- **EXERCISE AIM**
Extract every line of the rows below word for word, leaving the pictures out of your answer.

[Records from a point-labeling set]
****************************************

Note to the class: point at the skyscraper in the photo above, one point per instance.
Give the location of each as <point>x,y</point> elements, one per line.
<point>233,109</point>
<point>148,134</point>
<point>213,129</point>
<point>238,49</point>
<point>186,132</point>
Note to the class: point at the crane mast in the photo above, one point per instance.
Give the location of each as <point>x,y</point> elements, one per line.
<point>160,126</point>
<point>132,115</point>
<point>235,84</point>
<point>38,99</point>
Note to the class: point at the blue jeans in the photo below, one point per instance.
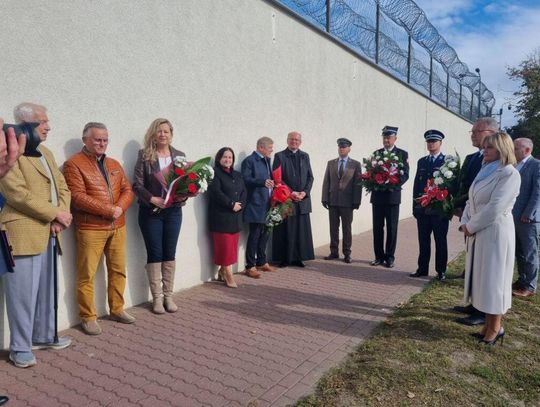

****************************************

- **THE RESPONSE**
Note to the class: point at the skyscraper in the photo above, one point per instance.
Give the location of each as <point>x,y</point> elements, one per line.
<point>233,109</point>
<point>148,134</point>
<point>213,129</point>
<point>238,49</point>
<point>186,132</point>
Note to the class: point at the crane mast in the photo above, one point per instance.
Give the location of each as <point>x,y</point> elements, one per line.
<point>160,126</point>
<point>132,115</point>
<point>235,84</point>
<point>38,99</point>
Note to the class: point at the blue jeans in the photo below, one point per instance.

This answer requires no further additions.